:: EXERCISES ::
a) From the review of the poetry collection Acrobat, reproduce the passage that begins at the words "By Nancy Naomi" and stops after "of her mother.".
b) Translate this sentence from the review of Acrobat into Spanish: "She was the only child of two poets and started writing when she was seven years old."

:: PASSAGE TO READ ::
__________
Poetry Review: “Acrobat” — The Beautiful Bengali Poetry of Nabaneeta Dev Sen 

By Nancy Naomi Carlson

Translator Nandana Dev Sen has opened a window for us to savor Bengali women’s poetry through these lovingly translated poems of her mother.

Acrobat: Poems by Nabaneeta Dev Sen. Translated from the Bengali by Nandana Dev Sen. Archipelago Books, 153 pages, $18.

My interest in the rich tradition of Bengali poetry began during my first-ever visit to Kolkata three years ago, where I was a guest of the Seagull School of Publishing, brought there to teach a master class in translation. I found myself in a city unlike any I’d ever seen before — a cacophony of bicycle bells, car horns, English, and regional Indian dialects, as well as a mix of brightly colored saris, exotic spices, exhaust from cars held together by duct tape, and a crush of people going about their daily lives, with some cooking their meals in the streets, the corners of which they’d staked out, guarded by snarling chained dogs. And yet, after I left the din of the street and climbed a dark staircase, I opened the door to the Seagull offices and found myself transported to rooms overflowing with books, mobiles, and astonishingly beautiful artwork — a world like the one of Nabaneeta Dev Sen.

Dev Sen (1938-2019), a critically acclaimed Bengali writer and comparative literature scholar, is considered one of Kolkata’s “greats.” Indeed, she was a recipient of the Padma Shri award, India’s fourth most prestigious civilian honor. She was the only child of two poets and started writing when she was seven years old. Family friends included Bengali poet Rabindranath Tagore, the first non-European to be awarded the Nobel Prize in Literature. Tagore greatly influenced her life and was the one who gave her her name.
__________
:: GIVEN DATA ::
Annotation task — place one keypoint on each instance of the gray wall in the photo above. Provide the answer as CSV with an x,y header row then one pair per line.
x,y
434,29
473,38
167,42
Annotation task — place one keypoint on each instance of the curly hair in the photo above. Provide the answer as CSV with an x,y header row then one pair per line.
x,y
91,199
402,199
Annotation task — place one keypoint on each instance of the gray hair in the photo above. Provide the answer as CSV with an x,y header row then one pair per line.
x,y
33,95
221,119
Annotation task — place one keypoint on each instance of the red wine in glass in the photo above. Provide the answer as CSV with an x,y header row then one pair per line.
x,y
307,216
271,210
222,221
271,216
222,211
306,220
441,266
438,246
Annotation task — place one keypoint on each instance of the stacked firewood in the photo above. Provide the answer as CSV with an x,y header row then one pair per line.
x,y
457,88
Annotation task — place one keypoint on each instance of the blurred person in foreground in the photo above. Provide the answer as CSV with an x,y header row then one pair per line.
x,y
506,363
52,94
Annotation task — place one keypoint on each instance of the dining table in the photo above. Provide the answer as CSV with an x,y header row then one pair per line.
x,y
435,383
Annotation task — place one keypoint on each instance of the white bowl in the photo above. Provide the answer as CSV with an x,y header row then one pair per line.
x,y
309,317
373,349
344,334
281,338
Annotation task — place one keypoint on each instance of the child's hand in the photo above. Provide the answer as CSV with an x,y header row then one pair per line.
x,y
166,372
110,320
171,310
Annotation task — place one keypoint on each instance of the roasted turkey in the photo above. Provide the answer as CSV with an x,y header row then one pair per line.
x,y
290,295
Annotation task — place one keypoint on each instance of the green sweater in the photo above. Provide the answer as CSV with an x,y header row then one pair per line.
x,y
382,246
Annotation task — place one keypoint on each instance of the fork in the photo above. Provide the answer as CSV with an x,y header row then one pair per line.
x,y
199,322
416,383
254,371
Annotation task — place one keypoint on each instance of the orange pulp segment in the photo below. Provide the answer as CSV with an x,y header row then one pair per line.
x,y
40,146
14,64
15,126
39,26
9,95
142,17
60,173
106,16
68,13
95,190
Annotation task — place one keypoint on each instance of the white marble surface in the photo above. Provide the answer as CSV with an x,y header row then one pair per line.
__________
:: TASK-BY-TASK SOLUTIONS ::
a)
By Nancy Naomi Carlson

Translator Nandana Dev Sen has opened a window for us to savor Bengali women’s poetry through these lovingly translated poems of her mother.

b) Era la única hija de dos poetas y empezó a escribir cuando tenía siete años.